On July 10, the Interim Agriculture Committee of the North Dakota Legislature heard testimony concerning the issue of whether the state should allow the planting of genetically modified (GMO) wheat. Both proponents and opponents of GMO wheat made presentations.

"If GMO wheat is introduced in the United States and cannot find a home in the export market, it may also be rejected in the domestic milling and wheat processing sector and ultimately be resisted by U.S. consumers. This would result into a situation where all that unwanted wheat will become a cheap feed grain, in direct competition with corn, thereby forcing corn prices lower than they already are. This is a major economic issue for the farm sector, most especially corn producers," added McGuire.

Iowa State University agricultural economist Robert Wisner told the N. D. legislative hearing that about eighty percent of U.S. hard red spring wheat exports go to twenty-two countries. Those countries currently require the labeling of GMO crops and foods containing ingredients processed from GMOs. Another 15 countries are expected to have similar laws within a few years. Wisner predicted that GMO wheat could cost the U.S. 50 percent of its spring wheat export market resulting in as much as a one-third decline in wheat prices.

────────────────────────────────────────

- _Exercise set_
**1)** List every percentage or fraction that appears in the GMO wheat passage.
**2)** Summarize the GMO wheat passage in two sentences.
**3)** Continue the passage on the GMO wheat hearing from its last sentence.

Entries drawn from a collection
────────────────────────────────────────

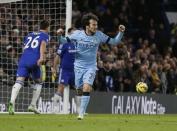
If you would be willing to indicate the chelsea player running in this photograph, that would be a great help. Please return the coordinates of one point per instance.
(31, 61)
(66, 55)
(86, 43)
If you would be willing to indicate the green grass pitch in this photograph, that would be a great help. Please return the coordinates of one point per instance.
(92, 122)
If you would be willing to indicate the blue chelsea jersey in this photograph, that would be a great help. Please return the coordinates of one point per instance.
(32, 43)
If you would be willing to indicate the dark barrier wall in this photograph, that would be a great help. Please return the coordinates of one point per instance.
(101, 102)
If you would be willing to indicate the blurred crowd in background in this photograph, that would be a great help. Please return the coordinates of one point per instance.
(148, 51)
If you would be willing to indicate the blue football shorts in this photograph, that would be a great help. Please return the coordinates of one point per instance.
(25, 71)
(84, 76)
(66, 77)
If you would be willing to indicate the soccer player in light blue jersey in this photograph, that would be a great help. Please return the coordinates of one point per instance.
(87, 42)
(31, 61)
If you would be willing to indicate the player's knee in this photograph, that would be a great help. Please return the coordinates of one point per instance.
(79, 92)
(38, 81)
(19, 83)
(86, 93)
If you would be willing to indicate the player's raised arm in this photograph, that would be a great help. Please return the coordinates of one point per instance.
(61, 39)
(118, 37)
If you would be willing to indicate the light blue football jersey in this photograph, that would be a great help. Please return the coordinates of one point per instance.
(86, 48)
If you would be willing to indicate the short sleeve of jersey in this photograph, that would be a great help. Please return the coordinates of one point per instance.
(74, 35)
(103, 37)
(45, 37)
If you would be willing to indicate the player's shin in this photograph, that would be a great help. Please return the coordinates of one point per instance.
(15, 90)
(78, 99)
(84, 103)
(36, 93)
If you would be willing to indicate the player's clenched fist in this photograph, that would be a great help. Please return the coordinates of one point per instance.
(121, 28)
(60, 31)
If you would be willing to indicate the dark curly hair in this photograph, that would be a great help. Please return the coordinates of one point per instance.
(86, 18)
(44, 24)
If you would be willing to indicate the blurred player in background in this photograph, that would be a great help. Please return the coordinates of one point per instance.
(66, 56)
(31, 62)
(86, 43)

────────────────────────────────────────

- _Answers to this exercise_
**1)**
eighty percent
50 percent
one-third

**2)** On July 10, the Interim Agriculture Committee of the North Dakota Legislature heard testimony from both proponents and opponents on whether the state should allow planting of genetically modified wheat. Iowa State University economist Robert Wisner testified that most U.S. hard red spring wheat exports go to countries requiring GMO labeling, and he predicted that GMO wheat could cost the U.S. half of that export market and cut wheat prices by as much as one-third.

**3)**
"What has happened to the 'market-oriented' U.S. farm policy strategy?" asked Larry Mitchell, CEO of the ACGA "Have we reversed this policy after fifty years of hard work and after spending millions of producer funded grain check-off dollars, and billions of federal tax dollars to create and expand foreign markets for corn, wheat, and other grains? It appears so as our attempt to force the production and acceptance of GMOs can only be described as a 'market-development-in-reverse' program."

"In the 2001/02 wheat marketing year (MY) total U.S. wheat exports only reached 887 million bushels (50 percent of the export level in MY 1981/82) with 205 million bushels being hard red spring wheat, so losing 100 million bushels per year of those exports is serious business with the year-over-year impact being a major price depressant. Given the commingling and blending that goes on with wheat classes, we could expect to see hard and soft red winter wheat exports hurt as well," added McGuire. "There's also the issue of split cargoes where a ship carries more than one class of wheat in its various holds. All of this is just one more serious anti-customer, anti-farmer, and anti-export development."